::: Testo scelto

Che in Colombia ci fossero i forni crematoi poche persone se lo aspettano. E’ Jesus Abad Colorado a raccontarlo con le sue foto, quasi 500 bianconeri distribuiti nelle quattro grandi sale del Chiostro de San Augustin, all’Universidad Nacional di Bogotà che sono l’opera della sua vita di fotogiornalista: “EL TESTIGO. Memorias del conflicto armado colombiano” raccoglie parte della produzione fotografica di Abad in una mostra lacerante e necessaria, che racconta volutamente senza sconti, la storia violenta della Colombia.
Chocò, Turbo, San Josè de Apartadò, Cacarica, Medellin; foto dei paramiltari in Catatumbo negli anni Novanta, delle FARC- le Forze Armate Rivoluzionarie della Colombia – mentre depongono le armi nel 2016, di ragazzini di sedici anni già soldati dell’ELN – Esercito di liberazione Nazionale, l’altro esercito guerrigliero colombiano. Dei funerali, delle morti. Le madri e i padri, le sorelle, i fratelli, i figli, con le immagini dei propri desparaecidos fra le mani, chiedendo giustizia, una data, un luogo.
E anche di forni crematoi, appunto : quelli trovati e fotografati dal reporter colombiano – vincitore del Premio Excelencia 2019 – nella selva, dove i paracos -i paramilitari – bruciavano i resti di coloro che avevano torturato ed assassinato.

::::::

▸ Serie di compiti
A – Nel testo sulla mostra di Jesus Abad Colorado, quale passo parte dalle parole "E anche di forni" e si chiude dopo "torturato ed assassinato."? Estrailo senza cambiare nulla.
B – Come potrebbe proseguire il testo sulla mostra di Jesus Abad Colorado? Scrivine il seguito, cominciando subito dopo l'ultima frase.

::: Dati grezzi

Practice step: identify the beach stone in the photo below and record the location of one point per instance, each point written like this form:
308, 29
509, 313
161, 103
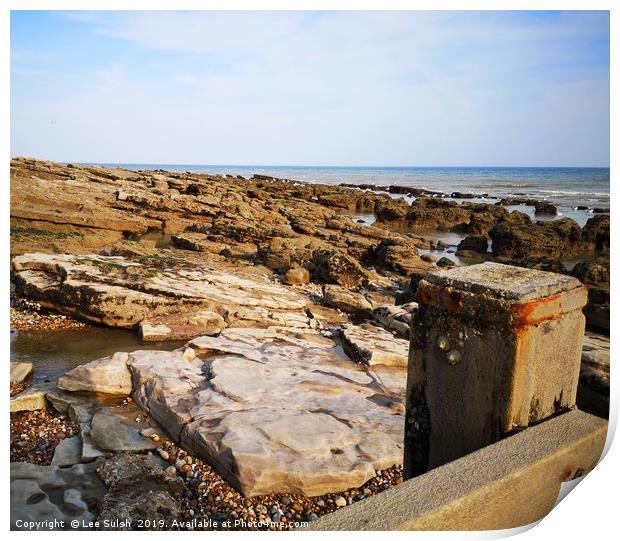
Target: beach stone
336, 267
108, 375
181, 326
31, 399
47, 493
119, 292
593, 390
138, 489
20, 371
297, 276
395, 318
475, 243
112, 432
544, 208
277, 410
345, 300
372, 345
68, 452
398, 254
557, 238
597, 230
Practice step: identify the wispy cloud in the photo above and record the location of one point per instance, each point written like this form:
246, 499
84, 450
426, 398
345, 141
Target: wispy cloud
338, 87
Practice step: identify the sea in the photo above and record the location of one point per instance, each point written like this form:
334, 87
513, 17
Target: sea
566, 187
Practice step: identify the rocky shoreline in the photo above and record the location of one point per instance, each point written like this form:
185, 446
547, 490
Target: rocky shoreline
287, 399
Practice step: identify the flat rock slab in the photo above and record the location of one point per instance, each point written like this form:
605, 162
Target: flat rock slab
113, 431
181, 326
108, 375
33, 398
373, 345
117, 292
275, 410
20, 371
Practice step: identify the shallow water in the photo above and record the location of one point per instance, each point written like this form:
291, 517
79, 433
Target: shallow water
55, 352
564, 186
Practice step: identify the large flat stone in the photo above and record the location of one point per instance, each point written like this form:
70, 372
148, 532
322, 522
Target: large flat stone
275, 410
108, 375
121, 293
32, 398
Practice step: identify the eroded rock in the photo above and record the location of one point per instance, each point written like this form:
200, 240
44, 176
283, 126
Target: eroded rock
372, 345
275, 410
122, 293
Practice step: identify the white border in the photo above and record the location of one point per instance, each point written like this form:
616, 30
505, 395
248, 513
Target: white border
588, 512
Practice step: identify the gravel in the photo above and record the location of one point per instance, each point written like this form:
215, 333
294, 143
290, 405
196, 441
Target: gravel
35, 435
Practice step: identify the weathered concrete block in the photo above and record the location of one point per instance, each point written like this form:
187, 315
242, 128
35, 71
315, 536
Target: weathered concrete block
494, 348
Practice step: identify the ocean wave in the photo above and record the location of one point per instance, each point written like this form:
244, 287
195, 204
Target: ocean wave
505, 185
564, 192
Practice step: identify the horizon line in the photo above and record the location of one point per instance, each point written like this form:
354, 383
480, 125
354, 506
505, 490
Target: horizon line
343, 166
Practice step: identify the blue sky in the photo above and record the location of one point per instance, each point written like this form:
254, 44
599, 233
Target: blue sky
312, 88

::::::
::: Dati grezzi

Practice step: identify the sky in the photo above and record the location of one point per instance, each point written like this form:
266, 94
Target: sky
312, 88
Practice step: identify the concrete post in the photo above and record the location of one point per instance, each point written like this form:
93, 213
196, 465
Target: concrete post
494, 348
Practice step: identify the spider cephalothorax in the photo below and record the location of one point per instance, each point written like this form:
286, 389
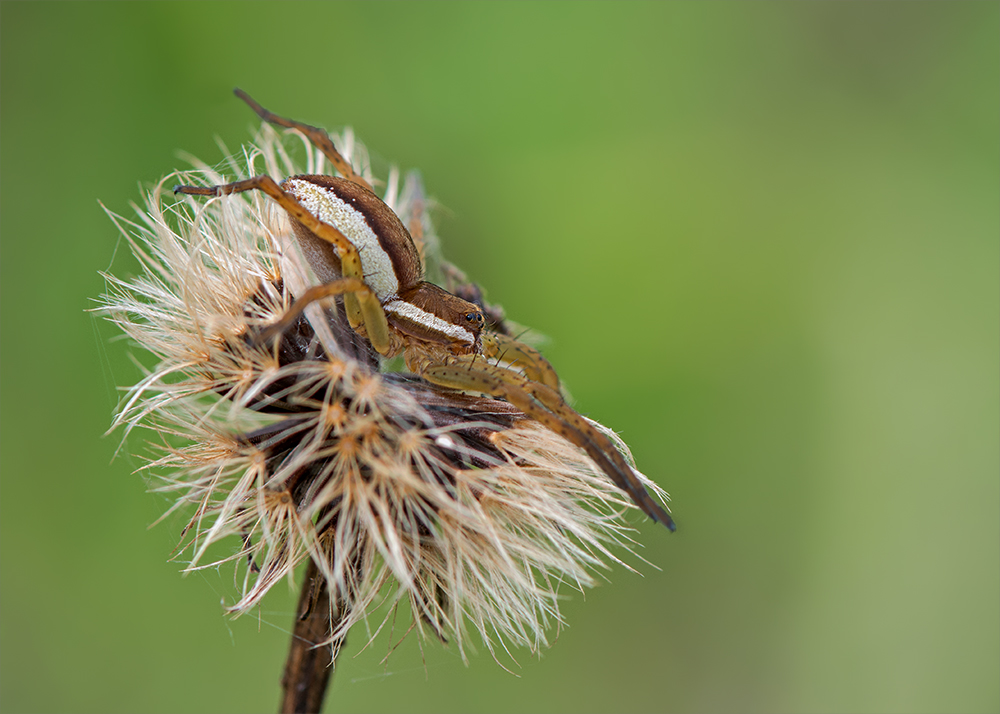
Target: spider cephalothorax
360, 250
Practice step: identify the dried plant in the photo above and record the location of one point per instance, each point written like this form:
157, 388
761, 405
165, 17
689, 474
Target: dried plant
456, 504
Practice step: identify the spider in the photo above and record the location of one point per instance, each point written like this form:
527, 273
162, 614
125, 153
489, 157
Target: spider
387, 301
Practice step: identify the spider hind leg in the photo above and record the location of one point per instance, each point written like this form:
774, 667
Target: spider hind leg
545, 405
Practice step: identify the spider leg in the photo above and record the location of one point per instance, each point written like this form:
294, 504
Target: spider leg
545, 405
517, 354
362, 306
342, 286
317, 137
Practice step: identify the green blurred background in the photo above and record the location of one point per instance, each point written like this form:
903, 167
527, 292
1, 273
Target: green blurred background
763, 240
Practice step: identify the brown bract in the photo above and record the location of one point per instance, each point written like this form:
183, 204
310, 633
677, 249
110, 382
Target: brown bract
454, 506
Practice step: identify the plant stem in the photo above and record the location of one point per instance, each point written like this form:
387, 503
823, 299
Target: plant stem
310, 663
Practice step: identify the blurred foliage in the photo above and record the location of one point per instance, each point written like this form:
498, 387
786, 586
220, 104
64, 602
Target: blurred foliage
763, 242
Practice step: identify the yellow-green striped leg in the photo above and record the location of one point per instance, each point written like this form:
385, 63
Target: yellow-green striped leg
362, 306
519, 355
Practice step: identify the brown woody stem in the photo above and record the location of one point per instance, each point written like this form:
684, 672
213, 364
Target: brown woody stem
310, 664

::::::

▸ Risposte
A –
E anche di forni crematoi, appunto : quelli trovati e fotografati dal reporter colombiano – vincitore del Premio Excelencia 2019 – nella selva, dove i paracos -i paramilitari – bruciavano i resti di coloro che avevano torturato ed assassinato.

B –
A Bogotà piove quando andiamo a visitare la mostra, che doveva durare qualche mese ed è già due anni che campeggia nel chiostro coloniale fra il Palacio de Nariño e a pochi passi dal Capitolio Nacional, ed è stata prolungata ancora. La foschia densa del cielo basso, nella capitale colombiana a quasi tremila metri sul livello del mare, si mescola con le sfumature di grigio e i neri potenti delle fotografie appese. E’ come un grido che cammina per i corridoi, ti entra sotto la pelle e ti cambia – ven, siembra tu raices a mi lado/ yo soy el arbol plantado junto al rio/que nadie moverà (vieni, semina le tue radici accanto a me, io sono l’albero piantato lungo il fiume che nessuno muoverà) – le poesie scritte sui muri allargano lo spazio delle immagini e fanno respirare per un momento. Ci sono anche le parole di Jesus Abbas, che non sono didascalie, ma ricordi: “Quando questa donna, piangendo in un funerale, mi ha chiesto di non fotografarla, ho abbassato la macchina. Ma poi l’ho fotografata spiegandole: lo devo fare. Pensa le immagini del Vietnam, o dei campi di concentramento nazisti. Se non ci fossero state, questi fatti verrebbero negati da qualcuno”, si legge sotto la foto del volto lucido di dolore di una donna afro del Chocò.
E la sua narrazione per immagini sfiora anche la sua personale biografia, con le fotografie dei suoi nonni – ammazzati negli anni Sessanta – e dei genitori, che dovettero scappare a Medellin e poi nel Magdalena Medio, inseguiti come molti, dalla cieca violenza del conflitto armato più longevo dell’America latina.
E’ la verità, quella che scorre sulle pareti del chiostro, resa vorace e indifendibile dall’assenza del colore – una forma di rispetto verso il dolore. Perchè le cifre impressionanti della tragedia umana colombiana – quasi 300.000 vittime nel conflitto, 8 milioni di sfollati, 89.000 desaparecidos, 15.738 donne e bambine stuprate ( ma sono numeri al ribasso) – vengono ancora oggi occultate e manipolate da una retorica indegna che nega ancora il genocidio in corso contro lideres sociali, attivisti, indigeni, donne, che si stanno opponendo alla guerra interna, che sta vivendo una nuova tappa di violenza e caos dalla firma dell’accordo di pace, nel 2016.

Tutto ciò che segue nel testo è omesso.